▶

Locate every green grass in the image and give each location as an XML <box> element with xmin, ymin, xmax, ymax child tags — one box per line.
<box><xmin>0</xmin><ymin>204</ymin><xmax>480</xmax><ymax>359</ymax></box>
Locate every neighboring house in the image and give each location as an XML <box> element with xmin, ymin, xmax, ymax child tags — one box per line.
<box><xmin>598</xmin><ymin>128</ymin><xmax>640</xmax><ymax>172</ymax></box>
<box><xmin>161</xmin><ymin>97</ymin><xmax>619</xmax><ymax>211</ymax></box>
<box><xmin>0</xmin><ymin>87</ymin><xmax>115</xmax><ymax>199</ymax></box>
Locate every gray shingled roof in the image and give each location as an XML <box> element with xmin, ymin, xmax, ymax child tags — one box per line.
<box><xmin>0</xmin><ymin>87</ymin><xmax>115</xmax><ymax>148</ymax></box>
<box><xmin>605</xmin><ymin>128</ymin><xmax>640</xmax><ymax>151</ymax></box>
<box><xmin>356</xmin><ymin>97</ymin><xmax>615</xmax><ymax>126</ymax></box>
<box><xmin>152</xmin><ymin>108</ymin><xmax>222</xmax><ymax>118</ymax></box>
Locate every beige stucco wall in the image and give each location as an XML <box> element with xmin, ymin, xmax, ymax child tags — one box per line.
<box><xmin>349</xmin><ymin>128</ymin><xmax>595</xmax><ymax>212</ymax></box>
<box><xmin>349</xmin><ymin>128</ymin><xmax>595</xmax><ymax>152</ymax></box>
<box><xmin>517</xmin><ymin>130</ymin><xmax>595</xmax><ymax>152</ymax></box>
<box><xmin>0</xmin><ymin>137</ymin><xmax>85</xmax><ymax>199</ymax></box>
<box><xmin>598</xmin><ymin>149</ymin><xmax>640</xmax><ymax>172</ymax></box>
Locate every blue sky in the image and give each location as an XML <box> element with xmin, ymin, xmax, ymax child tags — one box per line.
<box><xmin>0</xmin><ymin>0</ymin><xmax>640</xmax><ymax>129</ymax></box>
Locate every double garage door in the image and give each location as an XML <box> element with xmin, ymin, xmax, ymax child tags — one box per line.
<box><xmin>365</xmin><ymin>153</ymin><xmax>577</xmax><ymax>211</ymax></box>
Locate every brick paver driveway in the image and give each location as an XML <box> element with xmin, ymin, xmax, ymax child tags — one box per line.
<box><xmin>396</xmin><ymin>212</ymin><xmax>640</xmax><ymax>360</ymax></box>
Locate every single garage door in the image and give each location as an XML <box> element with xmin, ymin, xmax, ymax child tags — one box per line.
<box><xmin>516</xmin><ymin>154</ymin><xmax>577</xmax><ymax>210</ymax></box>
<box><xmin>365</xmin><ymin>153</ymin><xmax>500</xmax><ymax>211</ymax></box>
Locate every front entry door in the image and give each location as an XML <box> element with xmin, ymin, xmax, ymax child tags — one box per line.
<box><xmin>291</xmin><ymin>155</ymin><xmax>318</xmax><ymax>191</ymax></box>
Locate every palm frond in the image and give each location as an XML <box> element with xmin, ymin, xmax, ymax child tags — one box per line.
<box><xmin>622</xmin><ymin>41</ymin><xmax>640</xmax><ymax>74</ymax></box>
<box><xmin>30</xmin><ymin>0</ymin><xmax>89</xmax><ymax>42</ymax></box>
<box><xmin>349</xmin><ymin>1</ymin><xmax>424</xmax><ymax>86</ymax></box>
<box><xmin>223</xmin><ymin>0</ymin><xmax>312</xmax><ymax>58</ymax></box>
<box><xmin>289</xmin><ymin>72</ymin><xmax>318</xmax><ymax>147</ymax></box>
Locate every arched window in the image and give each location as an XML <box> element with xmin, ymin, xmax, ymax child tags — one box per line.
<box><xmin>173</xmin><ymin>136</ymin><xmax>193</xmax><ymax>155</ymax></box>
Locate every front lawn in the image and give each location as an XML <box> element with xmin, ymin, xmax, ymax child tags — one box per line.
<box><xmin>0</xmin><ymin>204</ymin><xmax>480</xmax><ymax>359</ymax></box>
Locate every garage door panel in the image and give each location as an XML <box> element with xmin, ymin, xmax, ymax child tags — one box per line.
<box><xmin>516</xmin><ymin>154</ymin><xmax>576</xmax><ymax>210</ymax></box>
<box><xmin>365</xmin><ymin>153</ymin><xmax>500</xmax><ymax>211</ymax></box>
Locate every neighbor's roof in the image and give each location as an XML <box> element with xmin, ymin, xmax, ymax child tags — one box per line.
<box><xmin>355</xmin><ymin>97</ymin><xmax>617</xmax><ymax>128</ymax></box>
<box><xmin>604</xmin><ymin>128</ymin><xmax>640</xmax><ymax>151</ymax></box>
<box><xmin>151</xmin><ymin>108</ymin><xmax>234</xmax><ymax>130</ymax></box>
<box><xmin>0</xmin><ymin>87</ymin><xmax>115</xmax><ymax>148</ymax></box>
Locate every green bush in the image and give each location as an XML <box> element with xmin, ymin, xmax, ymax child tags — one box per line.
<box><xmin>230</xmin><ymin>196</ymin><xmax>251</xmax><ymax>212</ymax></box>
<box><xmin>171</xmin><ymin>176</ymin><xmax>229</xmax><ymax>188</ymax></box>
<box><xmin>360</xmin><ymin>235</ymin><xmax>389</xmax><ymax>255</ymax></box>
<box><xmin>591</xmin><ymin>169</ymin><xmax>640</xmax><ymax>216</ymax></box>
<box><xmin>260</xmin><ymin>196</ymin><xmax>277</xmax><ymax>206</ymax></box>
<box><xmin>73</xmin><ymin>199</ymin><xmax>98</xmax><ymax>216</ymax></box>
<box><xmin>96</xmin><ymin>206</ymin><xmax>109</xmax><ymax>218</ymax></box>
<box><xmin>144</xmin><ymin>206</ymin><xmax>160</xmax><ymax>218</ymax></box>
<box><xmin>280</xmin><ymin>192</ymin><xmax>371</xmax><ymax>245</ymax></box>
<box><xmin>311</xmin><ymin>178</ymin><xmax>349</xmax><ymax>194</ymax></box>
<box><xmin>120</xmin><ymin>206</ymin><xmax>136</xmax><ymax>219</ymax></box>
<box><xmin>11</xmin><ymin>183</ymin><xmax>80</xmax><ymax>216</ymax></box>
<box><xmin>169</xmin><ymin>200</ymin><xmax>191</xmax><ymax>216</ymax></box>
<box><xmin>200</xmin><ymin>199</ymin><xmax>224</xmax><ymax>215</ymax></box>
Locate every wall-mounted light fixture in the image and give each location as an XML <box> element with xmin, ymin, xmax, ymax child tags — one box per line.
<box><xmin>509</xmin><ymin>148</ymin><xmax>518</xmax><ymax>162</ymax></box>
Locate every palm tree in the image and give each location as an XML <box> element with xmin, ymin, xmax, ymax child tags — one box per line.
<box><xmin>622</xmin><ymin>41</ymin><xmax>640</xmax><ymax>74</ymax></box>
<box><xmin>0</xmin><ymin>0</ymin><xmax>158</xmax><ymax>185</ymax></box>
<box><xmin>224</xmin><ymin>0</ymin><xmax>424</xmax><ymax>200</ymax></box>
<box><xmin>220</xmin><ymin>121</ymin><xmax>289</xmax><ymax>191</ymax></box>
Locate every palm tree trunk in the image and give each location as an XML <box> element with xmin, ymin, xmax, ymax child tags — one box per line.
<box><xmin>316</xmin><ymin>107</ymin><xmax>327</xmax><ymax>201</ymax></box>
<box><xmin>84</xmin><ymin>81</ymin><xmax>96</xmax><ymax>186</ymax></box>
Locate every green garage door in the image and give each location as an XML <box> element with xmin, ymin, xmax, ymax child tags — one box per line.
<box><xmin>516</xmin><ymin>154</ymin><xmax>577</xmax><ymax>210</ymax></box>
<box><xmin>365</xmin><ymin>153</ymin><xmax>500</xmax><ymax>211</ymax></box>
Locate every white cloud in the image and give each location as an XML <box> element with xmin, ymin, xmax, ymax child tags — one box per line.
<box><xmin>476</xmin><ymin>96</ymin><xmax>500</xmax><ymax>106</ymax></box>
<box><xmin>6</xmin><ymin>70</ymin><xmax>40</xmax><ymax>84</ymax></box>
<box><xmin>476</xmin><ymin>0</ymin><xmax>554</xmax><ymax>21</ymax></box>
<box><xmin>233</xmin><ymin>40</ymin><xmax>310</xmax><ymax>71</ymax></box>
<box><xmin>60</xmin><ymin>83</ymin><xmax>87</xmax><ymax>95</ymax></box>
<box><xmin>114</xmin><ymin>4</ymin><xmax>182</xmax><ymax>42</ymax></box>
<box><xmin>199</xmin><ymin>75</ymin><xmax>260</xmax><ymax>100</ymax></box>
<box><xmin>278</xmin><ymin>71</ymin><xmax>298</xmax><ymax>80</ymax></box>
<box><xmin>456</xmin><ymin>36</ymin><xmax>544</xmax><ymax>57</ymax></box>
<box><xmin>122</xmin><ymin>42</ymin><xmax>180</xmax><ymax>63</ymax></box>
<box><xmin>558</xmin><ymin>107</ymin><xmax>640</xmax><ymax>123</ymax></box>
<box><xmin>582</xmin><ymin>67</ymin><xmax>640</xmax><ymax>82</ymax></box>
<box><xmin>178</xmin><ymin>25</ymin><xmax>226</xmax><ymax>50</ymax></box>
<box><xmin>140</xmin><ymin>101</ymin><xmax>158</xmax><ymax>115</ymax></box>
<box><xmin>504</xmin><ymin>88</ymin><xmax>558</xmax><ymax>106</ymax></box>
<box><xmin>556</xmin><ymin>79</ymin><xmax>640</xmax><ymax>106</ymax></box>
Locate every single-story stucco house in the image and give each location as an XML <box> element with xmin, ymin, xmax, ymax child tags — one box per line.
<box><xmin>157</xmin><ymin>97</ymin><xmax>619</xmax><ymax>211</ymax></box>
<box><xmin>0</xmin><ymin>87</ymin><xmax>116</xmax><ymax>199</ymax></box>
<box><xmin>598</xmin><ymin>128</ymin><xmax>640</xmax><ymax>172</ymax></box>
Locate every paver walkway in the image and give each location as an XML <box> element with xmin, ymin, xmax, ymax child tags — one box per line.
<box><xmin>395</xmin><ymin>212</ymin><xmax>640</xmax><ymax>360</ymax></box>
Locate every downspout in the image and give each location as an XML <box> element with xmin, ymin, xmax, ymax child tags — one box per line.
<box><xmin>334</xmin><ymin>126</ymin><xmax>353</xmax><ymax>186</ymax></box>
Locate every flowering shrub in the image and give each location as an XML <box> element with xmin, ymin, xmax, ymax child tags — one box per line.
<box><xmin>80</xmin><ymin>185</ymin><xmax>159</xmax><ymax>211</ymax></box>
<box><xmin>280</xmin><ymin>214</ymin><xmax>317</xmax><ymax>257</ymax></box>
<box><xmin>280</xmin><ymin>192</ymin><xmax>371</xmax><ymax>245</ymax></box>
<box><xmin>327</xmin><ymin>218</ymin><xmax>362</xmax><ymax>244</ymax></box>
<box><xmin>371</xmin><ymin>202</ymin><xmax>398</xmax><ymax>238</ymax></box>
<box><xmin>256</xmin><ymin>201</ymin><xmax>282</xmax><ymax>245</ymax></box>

◀

## Instructions for the task
Recast everything in the listing from the line containing "Locate every paver" down to the end of the listing, both ends included, as a JSON list of strings. Give each line as its own string and leave out any blank lines.

## Exercise solution
[
  "Locate every paver walkway in the image and give each location as an XML <box> element with xmin, ymin, xmax, ymax child tags — one box per line.",
  "<box><xmin>395</xmin><ymin>212</ymin><xmax>640</xmax><ymax>360</ymax></box>",
  "Locate every downspout in the image and give each location as an XML <box> element with xmin, ymin, xmax, ymax child tags — one box per line.",
  "<box><xmin>334</xmin><ymin>126</ymin><xmax>353</xmax><ymax>186</ymax></box>",
  "Locate every flowering shrub in the image and give each location as an XML <box> element with xmin, ymin, xmax, ymax child tags — one box per line.",
  "<box><xmin>80</xmin><ymin>185</ymin><xmax>159</xmax><ymax>211</ymax></box>",
  "<box><xmin>280</xmin><ymin>214</ymin><xmax>317</xmax><ymax>257</ymax></box>",
  "<box><xmin>280</xmin><ymin>192</ymin><xmax>371</xmax><ymax>245</ymax></box>",
  "<box><xmin>327</xmin><ymin>218</ymin><xmax>362</xmax><ymax>244</ymax></box>",
  "<box><xmin>371</xmin><ymin>202</ymin><xmax>398</xmax><ymax>238</ymax></box>",
  "<box><xmin>256</xmin><ymin>201</ymin><xmax>282</xmax><ymax>245</ymax></box>"
]